┌─ Task input
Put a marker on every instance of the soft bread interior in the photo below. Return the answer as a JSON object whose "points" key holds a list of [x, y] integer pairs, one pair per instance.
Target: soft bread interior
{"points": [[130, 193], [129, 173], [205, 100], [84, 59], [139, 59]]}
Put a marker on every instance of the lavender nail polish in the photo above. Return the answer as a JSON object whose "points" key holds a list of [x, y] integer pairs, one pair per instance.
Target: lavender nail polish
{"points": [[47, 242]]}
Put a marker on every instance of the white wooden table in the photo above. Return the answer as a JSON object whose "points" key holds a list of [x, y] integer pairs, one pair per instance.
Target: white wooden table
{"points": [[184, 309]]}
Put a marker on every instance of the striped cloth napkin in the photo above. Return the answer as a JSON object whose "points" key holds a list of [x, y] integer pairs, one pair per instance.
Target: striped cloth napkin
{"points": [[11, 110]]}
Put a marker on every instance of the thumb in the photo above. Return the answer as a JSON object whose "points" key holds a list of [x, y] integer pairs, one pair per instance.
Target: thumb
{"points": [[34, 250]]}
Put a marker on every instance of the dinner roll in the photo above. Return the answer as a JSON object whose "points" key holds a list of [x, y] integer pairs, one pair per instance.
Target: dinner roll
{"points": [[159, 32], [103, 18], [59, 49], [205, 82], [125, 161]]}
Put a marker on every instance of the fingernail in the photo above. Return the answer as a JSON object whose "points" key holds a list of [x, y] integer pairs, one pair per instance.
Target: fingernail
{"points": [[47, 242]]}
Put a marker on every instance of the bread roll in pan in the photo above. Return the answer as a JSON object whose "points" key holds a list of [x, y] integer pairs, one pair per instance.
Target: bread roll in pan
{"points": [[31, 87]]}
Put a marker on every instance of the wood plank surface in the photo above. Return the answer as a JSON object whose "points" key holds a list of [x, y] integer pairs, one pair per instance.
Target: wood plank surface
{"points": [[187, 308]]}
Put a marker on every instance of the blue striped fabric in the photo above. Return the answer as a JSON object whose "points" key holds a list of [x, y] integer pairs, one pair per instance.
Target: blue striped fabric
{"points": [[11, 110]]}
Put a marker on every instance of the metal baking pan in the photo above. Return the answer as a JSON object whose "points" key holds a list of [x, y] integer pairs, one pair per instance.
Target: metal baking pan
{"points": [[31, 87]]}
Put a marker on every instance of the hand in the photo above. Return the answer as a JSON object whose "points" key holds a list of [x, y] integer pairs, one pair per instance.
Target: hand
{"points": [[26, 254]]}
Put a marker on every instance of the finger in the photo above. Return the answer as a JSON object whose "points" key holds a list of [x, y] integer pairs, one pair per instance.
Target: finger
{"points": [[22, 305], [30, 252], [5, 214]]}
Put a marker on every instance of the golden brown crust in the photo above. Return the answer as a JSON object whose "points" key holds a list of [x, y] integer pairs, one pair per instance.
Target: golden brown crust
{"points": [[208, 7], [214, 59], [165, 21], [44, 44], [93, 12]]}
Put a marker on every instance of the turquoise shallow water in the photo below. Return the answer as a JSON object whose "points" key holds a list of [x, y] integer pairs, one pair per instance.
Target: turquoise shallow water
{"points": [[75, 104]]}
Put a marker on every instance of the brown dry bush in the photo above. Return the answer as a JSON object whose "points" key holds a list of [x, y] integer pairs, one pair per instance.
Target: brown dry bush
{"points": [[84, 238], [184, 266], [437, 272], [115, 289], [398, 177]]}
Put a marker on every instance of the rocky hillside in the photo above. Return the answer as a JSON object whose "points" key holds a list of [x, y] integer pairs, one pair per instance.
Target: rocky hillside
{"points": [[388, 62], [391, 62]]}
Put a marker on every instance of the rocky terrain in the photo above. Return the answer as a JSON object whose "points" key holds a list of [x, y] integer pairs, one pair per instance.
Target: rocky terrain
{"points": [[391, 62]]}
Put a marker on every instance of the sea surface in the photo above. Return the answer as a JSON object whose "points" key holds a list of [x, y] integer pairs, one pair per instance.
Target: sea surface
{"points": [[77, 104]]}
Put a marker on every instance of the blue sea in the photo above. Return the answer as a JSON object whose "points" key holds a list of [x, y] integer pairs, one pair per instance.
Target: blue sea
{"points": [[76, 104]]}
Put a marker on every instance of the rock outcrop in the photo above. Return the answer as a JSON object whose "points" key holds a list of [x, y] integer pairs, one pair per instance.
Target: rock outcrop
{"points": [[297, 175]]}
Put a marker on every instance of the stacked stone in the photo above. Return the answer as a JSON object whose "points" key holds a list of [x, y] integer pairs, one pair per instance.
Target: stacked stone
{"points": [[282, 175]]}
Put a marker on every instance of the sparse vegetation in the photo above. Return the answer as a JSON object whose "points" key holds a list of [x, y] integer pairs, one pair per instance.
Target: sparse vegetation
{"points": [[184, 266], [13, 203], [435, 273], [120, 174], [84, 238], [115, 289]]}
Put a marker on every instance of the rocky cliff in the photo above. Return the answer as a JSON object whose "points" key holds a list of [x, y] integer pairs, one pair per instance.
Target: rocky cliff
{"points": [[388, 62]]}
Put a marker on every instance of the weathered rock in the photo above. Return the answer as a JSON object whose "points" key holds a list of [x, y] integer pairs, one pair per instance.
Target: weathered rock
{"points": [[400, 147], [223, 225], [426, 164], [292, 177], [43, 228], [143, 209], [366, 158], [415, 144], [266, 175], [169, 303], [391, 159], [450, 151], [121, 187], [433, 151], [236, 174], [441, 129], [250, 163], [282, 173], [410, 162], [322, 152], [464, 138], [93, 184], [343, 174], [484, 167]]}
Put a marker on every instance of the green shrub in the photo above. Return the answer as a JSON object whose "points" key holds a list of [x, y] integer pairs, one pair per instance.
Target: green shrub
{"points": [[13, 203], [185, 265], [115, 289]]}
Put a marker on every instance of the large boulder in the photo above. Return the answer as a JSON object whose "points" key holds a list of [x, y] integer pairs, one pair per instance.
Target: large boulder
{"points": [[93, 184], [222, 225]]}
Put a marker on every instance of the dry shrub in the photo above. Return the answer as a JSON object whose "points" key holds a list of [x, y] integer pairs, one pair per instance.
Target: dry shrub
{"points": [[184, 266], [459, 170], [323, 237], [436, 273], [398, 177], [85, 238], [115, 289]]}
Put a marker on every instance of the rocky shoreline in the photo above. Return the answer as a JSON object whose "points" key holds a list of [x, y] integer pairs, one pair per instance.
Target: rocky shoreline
└─
▶ **Given instruction**
Repeat all of the records above verbatim, from the first through the last.

▶ **Task output**
Put a marker on every instance of the soft bread interior in the photo below. Return the answer as a JSON object whose "points" key holds a list of [x, y] integer pairs, one pair per instance.
Target: soft bread interior
{"points": [[130, 193], [129, 173], [205, 100], [84, 59], [139, 59]]}
Put a marker on every instance of the lavender nail polish in the photo above. Return the answer as a JSON object whose "points" key holds a list of [x, y] integer pairs, one pair per instance.
Target: lavender nail polish
{"points": [[47, 242]]}
Put a marker on every instance of the white wooden table in the photo above. Return the answer as a JSON object whose "points" key holds a list of [x, y] integer pairs, one pair per instance.
Target: white wooden table
{"points": [[184, 309]]}
Put a marker on every instance of the striped cloth napkin in the photo above. Return the answer as a JSON object whose "points" key holds a list of [x, y] integer pairs, one pair per instance.
Target: striped cloth napkin
{"points": [[11, 110]]}
Put a marker on every instance of the thumb in the photo above. Return the answer as a JSON object whose "points" key holds a list of [x, y] integer pairs, one pair per instance.
Target: thumb
{"points": [[34, 250]]}
Put a marker on every instance of the dinner roll in the photo above. Return the answer as a JSON object whose "points" key holds a list of [x, y] integer pairs, one pair per instance.
Target: dinner roll
{"points": [[159, 32], [103, 18], [59, 49], [205, 82], [125, 161]]}
Put a marker on every instance of the fingernail in the photo above. Return the answer as a JSON object whose "points" key holds a list of [x, y] integer pairs, one pair per instance.
Target: fingernail
{"points": [[47, 242]]}
Put a marker on every instance of the bread roll in pan in the photo above. Return the answer as a JSON object whose "points" key holds a list of [x, y] integer pairs, one pair per instance.
Target: bread roll in pan
{"points": [[31, 87]]}
Put a marker on every instance of the wood plank surface in the photo above. Return the answer as a JSON object whose "points" key holds a list of [x, y] integer pairs, one pair per instance.
Target: wood plank surface
{"points": [[187, 308]]}
Put a marker on every instance of the blue striped fabric in the photo above. Return the answer as a JSON object whose "points" key holds a list of [x, y] integer pairs, one pair per instance.
Target: blue striped fabric
{"points": [[11, 110]]}
Put a marker on every instance of the metal baking pan in the photo above. Return the answer as a JSON object whose "points" key holds a list of [x, y] integer pairs, one pair per instance.
Target: metal baking pan
{"points": [[31, 87]]}
Put a marker on every instance of the hand in the photo above. Return the answer as a JSON object whose "points" key holds a list of [x, y] integer pairs, one pair per instance.
Target: hand
{"points": [[26, 254]]}
Put a marker on every instance of the finger in the photo above. Return the answer as a JSON object whose "points" key holds a list of [x, y] integer pairs, one pair per instance.
Target: finger
{"points": [[22, 305], [30, 252], [5, 214]]}
Put a marker on every instance of the golden brown crust in the photo above. Return the answer as a JSON object whose "points" key holds a list of [x, y] integer pairs, one pair per instance.
Target: golden brown crust
{"points": [[208, 7], [214, 59], [165, 21], [44, 44], [93, 12]]}
Put a marker on every instance of the turquoise shallow water in the photo below. Return the answer as a JSON object whose "points" key holds a list of [x, y] integer pairs, one pair per instance.
Target: turquoise shallow water
{"points": [[75, 104]]}
Put a marker on every instance of the brown dry bush in the photo above. Return the answer as a JSON object whose "points" key holds a list of [x, y] integer pairs, one pair per instance.
Target: brown dry bush
{"points": [[84, 238], [184, 266], [437, 272], [115, 289], [398, 177]]}
Put a marker on every instance of the rocky hillside in the photo above. Return the answer as a JSON object whose "points" key holds a list of [x, y] integer pairs, one pair per instance.
Target: rocky hillside
{"points": [[388, 62], [391, 62]]}
Put a marker on every instance of the rocky terrain in the photo above. Return the answer as a JSON object whose "points" key holds a list of [x, y] integer pairs, one pair per instance.
Target: rocky terrain
{"points": [[391, 62]]}
Put a marker on every instance of the sea surface in the photo above. Return the answer as a JSON object whose "points" key holds a list of [x, y] integer pairs, one pair per instance.
Target: sea surface
{"points": [[77, 104]]}
Put a marker on every instance of the blue sea in the photo above. Return the answer as a JSON object whose "points" key holds a list of [x, y] integer pairs, one pair per instance.
Target: blue sea
{"points": [[76, 104]]}
Put a marker on every instance of the rock outcrop in the photo above. Return the answer as a JSON object whose "points" key holds a list of [x, y] integer pairs, one pair per instance.
Target: rock outcrop
{"points": [[297, 175]]}
Put a marker on every instance of the stacked stone in the photo above. Return the answer as a JSON object whose "points" key holds a list of [x, y] integer pairs, one pair per instance.
Target: stacked stone
{"points": [[282, 175]]}
Put a marker on every instance of the sparse vegetation in the photo above. Return the answer as a JSON object whose "points" key holds a list of [x, y] integer pairs, one pair per instance.
Target: sparse vegetation
{"points": [[184, 266], [13, 203], [435, 273], [120, 174], [84, 238], [115, 289]]}
Put a marker on every instance of the rocky cliff in the photo above. Return the answer as a JSON object whose "points" key holds a list of [x, y] integer pairs, one pair per instance.
Target: rocky cliff
{"points": [[388, 62]]}
Put a marker on every instance of the weathered rock in the photo above. Return the answer as a JSON object whose "points" key holds a list of [x, y] integer pairs, one pair per instance.
Target: weathered rock
{"points": [[400, 147], [223, 225], [426, 164], [292, 177], [43, 228], [143, 209], [366, 158], [415, 144], [266, 175], [169, 303], [391, 159], [450, 151], [121, 187], [433, 151], [236, 174], [441, 129], [250, 163], [282, 173], [410, 162], [322, 152], [464, 138], [93, 184], [343, 174], [484, 167]]}
Put a marker on every instance of the green shrub in the photo above. Return the answer as a JSON object whose "points" key holds a list of [x, y] integer pairs, one pair per instance.
Target: green shrub
{"points": [[13, 203], [185, 265], [115, 289]]}
Put a marker on every instance of the large boulder in the photo above. Return the answer as a JSON object whose "points" key holds a list of [x, y] integer pairs, one pair per instance.
Target: large boulder
{"points": [[93, 184], [222, 225]]}
Put a marker on every instance of the dry shrub in the photo above. Return the answer as a JSON object whose "points" key holds a list of [x, y] integer pairs, one pair per instance.
Target: dry shrub
{"points": [[184, 266], [459, 170], [323, 237], [436, 273], [398, 177], [85, 238], [115, 289]]}
Put a marker on every instance of the rocky shoreline in the photo above. Return the answer as a JSON object whose "points" key holds a list of [x, y] integer pairs, one pair per instance.
Target: rocky shoreline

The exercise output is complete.